### Records to use
- Opening Delimiter -

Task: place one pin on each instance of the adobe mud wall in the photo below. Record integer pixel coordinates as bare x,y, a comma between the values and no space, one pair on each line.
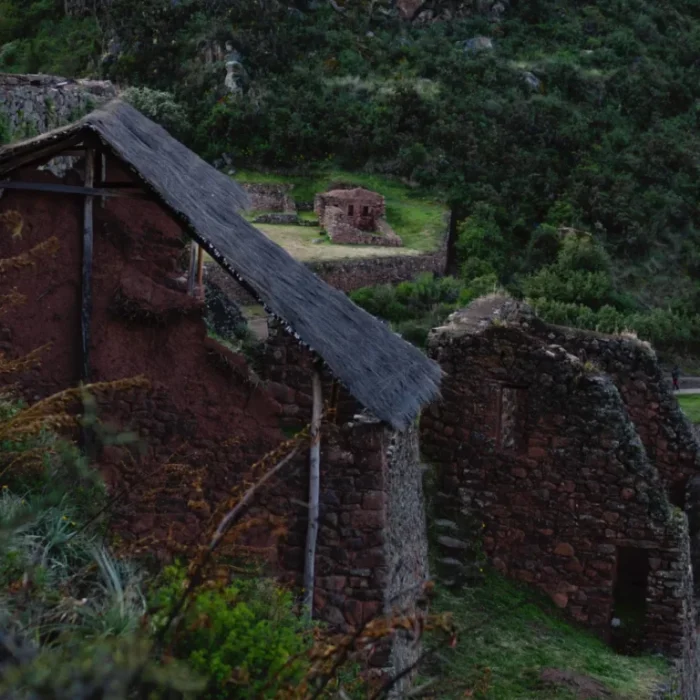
347,275
34,104
543,447
205,419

- Closing Delimiter -

### Task goal
Repeat the records above exactly, omitting every picture.

### Reply
Task: place one pin on each instance of the adobe mud wall in the photo below. Record integer pixel coordinates as bare x,y, a comma between the values and no space, one pair on each line.
347,275
34,104
543,447
205,419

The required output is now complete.